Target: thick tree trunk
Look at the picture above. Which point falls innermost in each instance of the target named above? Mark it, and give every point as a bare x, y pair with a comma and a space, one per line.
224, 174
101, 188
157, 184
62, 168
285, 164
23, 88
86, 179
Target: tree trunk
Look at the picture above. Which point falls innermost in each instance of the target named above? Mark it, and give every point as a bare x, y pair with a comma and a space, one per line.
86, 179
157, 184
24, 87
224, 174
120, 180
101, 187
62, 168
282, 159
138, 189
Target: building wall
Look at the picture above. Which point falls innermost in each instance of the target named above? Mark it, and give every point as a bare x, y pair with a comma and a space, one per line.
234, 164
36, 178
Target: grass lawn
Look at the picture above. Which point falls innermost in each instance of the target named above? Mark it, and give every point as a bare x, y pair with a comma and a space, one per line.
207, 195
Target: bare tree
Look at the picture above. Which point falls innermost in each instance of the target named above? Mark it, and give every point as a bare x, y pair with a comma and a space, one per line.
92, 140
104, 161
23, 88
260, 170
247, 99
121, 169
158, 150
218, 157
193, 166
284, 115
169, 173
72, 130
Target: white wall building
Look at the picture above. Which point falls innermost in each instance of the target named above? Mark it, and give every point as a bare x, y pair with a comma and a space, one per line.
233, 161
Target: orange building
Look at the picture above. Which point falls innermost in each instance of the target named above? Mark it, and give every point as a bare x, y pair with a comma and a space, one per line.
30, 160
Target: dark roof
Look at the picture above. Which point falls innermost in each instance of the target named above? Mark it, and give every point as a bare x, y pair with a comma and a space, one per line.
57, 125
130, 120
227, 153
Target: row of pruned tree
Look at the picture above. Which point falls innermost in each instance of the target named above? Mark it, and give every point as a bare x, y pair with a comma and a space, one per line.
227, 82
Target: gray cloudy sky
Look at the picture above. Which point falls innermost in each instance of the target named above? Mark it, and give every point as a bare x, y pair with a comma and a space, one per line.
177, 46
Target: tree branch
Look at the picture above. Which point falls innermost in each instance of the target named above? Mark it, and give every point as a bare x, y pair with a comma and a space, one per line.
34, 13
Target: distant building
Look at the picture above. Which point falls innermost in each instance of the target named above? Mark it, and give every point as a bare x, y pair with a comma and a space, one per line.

--------

• TO DO
Print all of the entries exactly, leaving nothing out.

• ANSWER TO THIS PROBLEM
Target: thick tree trunk
Look at the picture above. Which point falls innermost in each instance of the target named above? Mark it, and give every point as a bare x, y pair with a comma and a space, one per line.
224, 174
101, 188
157, 184
62, 168
285, 164
23, 88
86, 179
Target: tree trunk
Look at the picture above. Which point falls innermost in each instance of the target named above? Mark it, and give every point as a bare x, y pair with a comma and a space, one per line.
86, 179
157, 184
24, 87
224, 174
120, 180
101, 187
62, 168
282, 159
138, 189
Target: building wall
Look at the picture above. Which point falls innermost in each instance of the target named above? Mark it, and give every point as a bare x, y pair with a comma and a space, one per line.
234, 164
36, 178
Target: grass lawn
Look at the picture above. Which point falls innermost in each instance of the target named above? Mark it, and give every point as a bare x, y pair with a comma and a space, one per line.
207, 195
Target: bare tree
Look at the picture above. Which point falls innermost in each instance of the target named above? Mark it, and give every point as a bare x, y pair with a comma and a space, one per line.
92, 140
104, 161
23, 88
260, 170
247, 99
121, 169
158, 150
218, 157
193, 166
284, 115
169, 173
72, 130
Target: white wall building
Look at the picture above. Which point falls innermost in each instance of the target named above? Mark it, and give every point as a bare x, y pair with a comma and a space, one per line.
233, 161
Target: orange building
Look at the picture above. Which point falls innermost in each instance of the target named above? Mark it, and give every point as a bare x, y pair with a comma and a space, one per line.
30, 160
Target: dark roof
Look at the picture above. Which point falls innermost in each instance of the target named above? Mark it, and give every point as a bare x, y pair with a comma and a space, one per line.
57, 125
130, 120
227, 153
Target: row of pruned tree
Look at the picture above. Which point falls innermost in each instance of the target named above? Mark it, and give every point as a bare x, y pair with a comma and a space, one per line.
227, 82
Target: gray cloudy sky
Look at the picture above. Which point falls innermost in each instance of the target named above? Mark it, and give every point as a bare x, y pair with a comma and a space, one per line.
177, 46
Target: tree branch
Look at the picture above. Which point falls innermost in each instance of the target named above? Mark it, and give every point as a bare x, y pair with a comma and a space, one per line.
34, 13
Target: distant building
Look at the picture above. Which point falls innermost in each instance of the target named above? Mark it, and give every point as a bare x, y pair with a comma and a space, one per line.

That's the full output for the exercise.